• [THE EXERCISE] Rewrite the lines below, putting "disjoint pieces" wherever "separate parts" appears and keeping everything else the same. Leave the pictures out of your answer.

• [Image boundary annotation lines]
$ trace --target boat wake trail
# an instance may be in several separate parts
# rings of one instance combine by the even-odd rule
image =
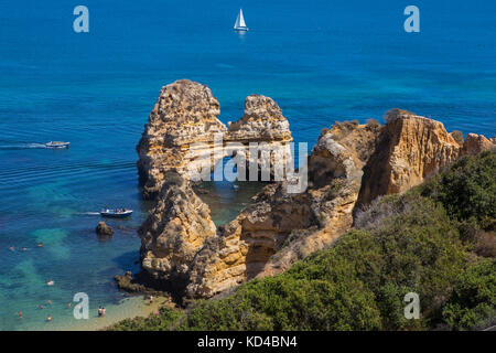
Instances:
[[[0,150],[25,150],[31,148],[46,148],[44,143],[13,143],[13,145],[0,145]]]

• [WRITTEN RESPONSE]
$ trace --target boat wake trail
# an instance may be in several disjoint pieces
# rings of one instance combine by the even-odd rule
image =
Instances:
[[[0,150],[25,150],[31,148],[46,148],[44,143],[13,143],[13,145],[0,145]]]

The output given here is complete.